**WHAT YOU SHOULD DO**: Lines holding the string "bolt" in the listing below are to be copied.

**SOURCE DATA**:

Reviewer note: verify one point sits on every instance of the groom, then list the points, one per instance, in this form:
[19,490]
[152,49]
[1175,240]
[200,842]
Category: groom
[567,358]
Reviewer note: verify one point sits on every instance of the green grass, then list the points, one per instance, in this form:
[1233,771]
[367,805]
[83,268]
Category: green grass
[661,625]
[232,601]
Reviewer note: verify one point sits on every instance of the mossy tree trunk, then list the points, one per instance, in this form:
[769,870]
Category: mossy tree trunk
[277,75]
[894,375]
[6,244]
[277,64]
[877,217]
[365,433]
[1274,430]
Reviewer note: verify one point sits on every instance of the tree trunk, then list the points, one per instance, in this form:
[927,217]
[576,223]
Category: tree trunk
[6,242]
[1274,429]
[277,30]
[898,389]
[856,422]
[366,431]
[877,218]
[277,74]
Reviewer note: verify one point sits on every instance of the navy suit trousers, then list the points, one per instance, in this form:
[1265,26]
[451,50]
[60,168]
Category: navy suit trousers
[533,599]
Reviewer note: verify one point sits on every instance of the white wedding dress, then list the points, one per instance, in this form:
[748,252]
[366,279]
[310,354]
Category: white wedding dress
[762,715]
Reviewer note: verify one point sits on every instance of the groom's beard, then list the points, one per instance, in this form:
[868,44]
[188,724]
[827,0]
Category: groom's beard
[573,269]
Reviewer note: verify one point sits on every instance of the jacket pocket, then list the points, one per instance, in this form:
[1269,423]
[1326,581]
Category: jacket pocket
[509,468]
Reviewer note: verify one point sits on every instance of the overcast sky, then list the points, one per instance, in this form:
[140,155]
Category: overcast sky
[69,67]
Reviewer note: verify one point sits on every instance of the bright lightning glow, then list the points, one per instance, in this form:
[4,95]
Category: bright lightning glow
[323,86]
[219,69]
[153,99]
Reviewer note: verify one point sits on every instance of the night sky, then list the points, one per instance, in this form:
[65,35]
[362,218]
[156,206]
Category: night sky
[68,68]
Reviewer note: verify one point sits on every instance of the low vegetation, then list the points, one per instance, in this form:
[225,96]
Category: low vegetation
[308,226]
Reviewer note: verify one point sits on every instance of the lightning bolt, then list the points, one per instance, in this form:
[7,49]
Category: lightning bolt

**ANSWER SECTION**:
Reviewer note: verify one point sits on every instance of the lightning bolt, then list the points, one per instance, in this form:
Category: lightning bolt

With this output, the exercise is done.